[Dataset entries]
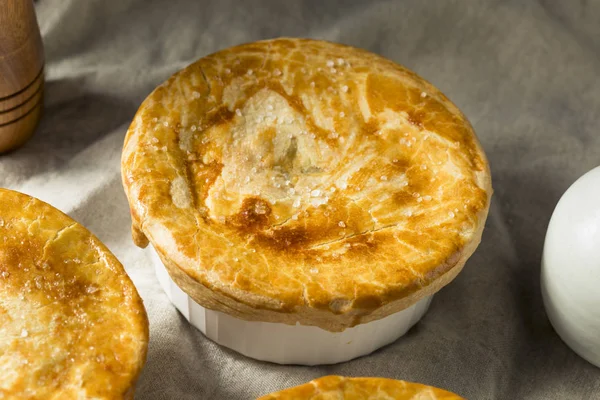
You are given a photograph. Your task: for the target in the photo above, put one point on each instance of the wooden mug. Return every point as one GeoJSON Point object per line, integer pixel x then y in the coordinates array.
{"type": "Point", "coordinates": [21, 73]}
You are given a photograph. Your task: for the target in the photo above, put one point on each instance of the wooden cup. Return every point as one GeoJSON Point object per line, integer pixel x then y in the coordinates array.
{"type": "Point", "coordinates": [21, 73]}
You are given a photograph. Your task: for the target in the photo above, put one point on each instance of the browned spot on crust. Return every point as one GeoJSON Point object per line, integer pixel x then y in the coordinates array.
{"type": "Point", "coordinates": [254, 214]}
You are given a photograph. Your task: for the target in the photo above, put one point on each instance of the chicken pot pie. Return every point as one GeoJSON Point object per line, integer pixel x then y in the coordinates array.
{"type": "Point", "coordinates": [304, 182]}
{"type": "Point", "coordinates": [72, 325]}
{"type": "Point", "coordinates": [338, 387]}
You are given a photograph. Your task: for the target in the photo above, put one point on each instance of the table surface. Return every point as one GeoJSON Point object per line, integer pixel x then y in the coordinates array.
{"type": "Point", "coordinates": [524, 72]}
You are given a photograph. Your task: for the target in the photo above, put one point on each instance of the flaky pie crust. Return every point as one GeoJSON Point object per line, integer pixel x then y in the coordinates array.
{"type": "Point", "coordinates": [72, 325]}
{"type": "Point", "coordinates": [339, 387]}
{"type": "Point", "coordinates": [295, 180]}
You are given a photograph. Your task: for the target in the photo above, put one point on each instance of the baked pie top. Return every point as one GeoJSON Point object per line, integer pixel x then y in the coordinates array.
{"type": "Point", "coordinates": [338, 387]}
{"type": "Point", "coordinates": [72, 324]}
{"type": "Point", "coordinates": [295, 180]}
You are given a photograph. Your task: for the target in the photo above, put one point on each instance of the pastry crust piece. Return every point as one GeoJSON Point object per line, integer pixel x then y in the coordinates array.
{"type": "Point", "coordinates": [72, 325]}
{"type": "Point", "coordinates": [339, 387]}
{"type": "Point", "coordinates": [295, 180]}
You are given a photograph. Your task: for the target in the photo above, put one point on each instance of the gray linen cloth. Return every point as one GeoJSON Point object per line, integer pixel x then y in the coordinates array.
{"type": "Point", "coordinates": [526, 73]}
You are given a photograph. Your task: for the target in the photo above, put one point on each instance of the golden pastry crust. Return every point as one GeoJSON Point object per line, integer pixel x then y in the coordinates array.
{"type": "Point", "coordinates": [295, 180]}
{"type": "Point", "coordinates": [339, 387]}
{"type": "Point", "coordinates": [72, 325]}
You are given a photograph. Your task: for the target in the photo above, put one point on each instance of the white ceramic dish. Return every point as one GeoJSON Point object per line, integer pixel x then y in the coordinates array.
{"type": "Point", "coordinates": [570, 278]}
{"type": "Point", "coordinates": [288, 344]}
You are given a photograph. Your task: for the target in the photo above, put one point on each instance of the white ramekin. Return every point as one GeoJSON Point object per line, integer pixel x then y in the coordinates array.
{"type": "Point", "coordinates": [289, 344]}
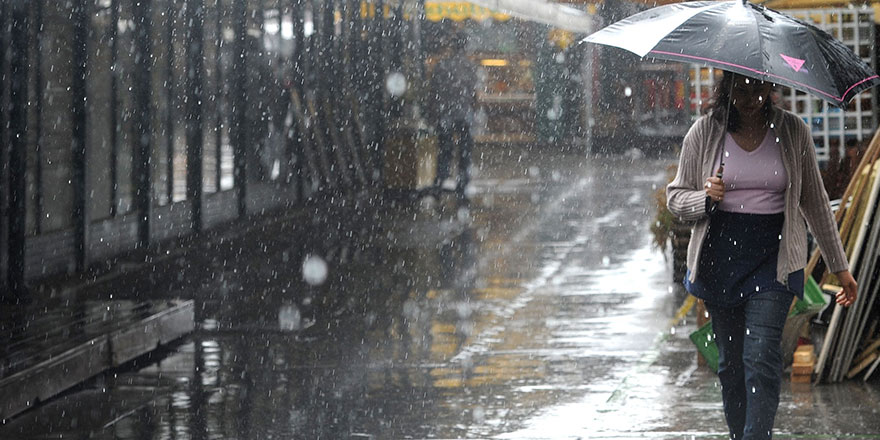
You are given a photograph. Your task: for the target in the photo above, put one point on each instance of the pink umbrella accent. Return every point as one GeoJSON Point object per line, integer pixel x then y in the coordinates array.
{"type": "Point", "coordinates": [795, 63]}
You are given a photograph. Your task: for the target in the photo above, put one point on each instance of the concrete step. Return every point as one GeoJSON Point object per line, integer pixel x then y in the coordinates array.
{"type": "Point", "coordinates": [46, 350]}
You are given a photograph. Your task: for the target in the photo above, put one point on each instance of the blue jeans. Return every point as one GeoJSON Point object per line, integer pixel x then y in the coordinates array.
{"type": "Point", "coordinates": [750, 361]}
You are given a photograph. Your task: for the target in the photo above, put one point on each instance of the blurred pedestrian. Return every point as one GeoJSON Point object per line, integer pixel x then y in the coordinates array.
{"type": "Point", "coordinates": [748, 249]}
{"type": "Point", "coordinates": [453, 86]}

→ Exercise: Excluding the pictures, output every entry above without alteration.

→ Exercise answer:
You are given a photograph. Your task: for the target in the photo above, put one point on each instance of the wooden mug. Return every point as one GeoJSON Point object per line, integer pixel x then y in the coordinates array.
{"type": "Point", "coordinates": [21, 73]}
You are given a photograph. Your task: for the target in the photo above, put one point on each instance of the wooden cup. Return every point as one GeoJSON Point object per line, integer pixel x then y in the coordinates array.
{"type": "Point", "coordinates": [21, 73]}
You are given a photograph. Your task: for the target in the photo above, put one point on each instance of the browned spot on crust. Return every point as one GeoJSON Point object per line, integer pixel x then y in the coordinates array.
{"type": "Point", "coordinates": [254, 214]}
You are given a photograph. Your task: for the target in the photo above, put one point on each instance of the chicken pot pie. Return every point as one GeoJSON Point object per line, integer pixel x then y in the coordinates array.
{"type": "Point", "coordinates": [304, 182]}
{"type": "Point", "coordinates": [72, 325]}
{"type": "Point", "coordinates": [338, 387]}
You are given a photograph. Your task: for the target in the photo above, put one point on each instance of the table surface. Return every point as one GeoJSON Point object per line, integer pixel x then y in the coordinates array.
{"type": "Point", "coordinates": [524, 72]}
You are given a photograph. Your task: for the target in the photo above, put one point on each instance of the flaky pie crust. Return every point as one GeoJSON Point object per line, integer pixel x then y in the coordinates array.
{"type": "Point", "coordinates": [72, 325]}
{"type": "Point", "coordinates": [339, 387]}
{"type": "Point", "coordinates": [295, 180]}
You are given a photograph. Your task: for the target in the photo above, put one point on each instance of the baked pie top. Return every point as one GeoJSON Point object per line, integer pixel x then y in the coordinates array.
{"type": "Point", "coordinates": [338, 387]}
{"type": "Point", "coordinates": [72, 324]}
{"type": "Point", "coordinates": [295, 180]}
You are given a photograph. Your task: for the target in the photo above, put one point on each instance of the pastry crust piece. Return every point as one GeoJSON Point object per line, integer pixel x then y in the coordinates array.
{"type": "Point", "coordinates": [72, 325]}
{"type": "Point", "coordinates": [339, 387]}
{"type": "Point", "coordinates": [295, 180]}
You are given a photograph. Your task: for the target in the photo above, put one point on each instance of the gray linen cloth. Return every point as one GeoJSON Point object per line, integer pixel x then y in the coordinates array.
{"type": "Point", "coordinates": [526, 73]}
You are given a photograph. Your task: for the target in the photo above, put one point on each instance of the golden pastry crust. Return every point as one GeoJSON Point object per line, integer pixel x then y in the coordinates array.
{"type": "Point", "coordinates": [295, 180]}
{"type": "Point", "coordinates": [339, 387]}
{"type": "Point", "coordinates": [72, 325]}
You are given a photograph. Your task: for the target in the photo above, put one point on each instance of the white ceramic dish. Return every point as one GeoJSON Point object per line, integer pixel x then y in the coordinates array.
{"type": "Point", "coordinates": [570, 278]}
{"type": "Point", "coordinates": [288, 344]}
You are given a photograph. Your task: for the target in the photo above, put one point on each instance of the white ramekin. Return every point as one GeoJSON Point object per line, integer pixel x then y in the coordinates array.
{"type": "Point", "coordinates": [289, 344]}
You are given a photograph. Your task: for the target in the photo above, put one point on each instance of the pink umbrella accent. Return every point as one GeoJSON Point object per line, integer pixel x then y in the coordinates array.
{"type": "Point", "coordinates": [795, 63]}
You are given a photograph. Your task: for the target in the photo above, put one point on each instance of the concrete step. Return every point as one GeoJSON Point object per line, integer pixel x then y in the coordinates array.
{"type": "Point", "coordinates": [46, 350]}
You are given a photograph. Your task: for the target in the photo above, put one point on each instance of the blue jeans. Return every point as one GeoJSON Point object per line, integer pixel x then y in the coordinates array.
{"type": "Point", "coordinates": [750, 361]}
You are given a photograph. Your task: for the target in the photo above, put one point on each instance of the blurred pedestrian. Return every point as one GeoJSON Point object per line, integer pixel x then y in the coordinates array.
{"type": "Point", "coordinates": [748, 249]}
{"type": "Point", "coordinates": [453, 86]}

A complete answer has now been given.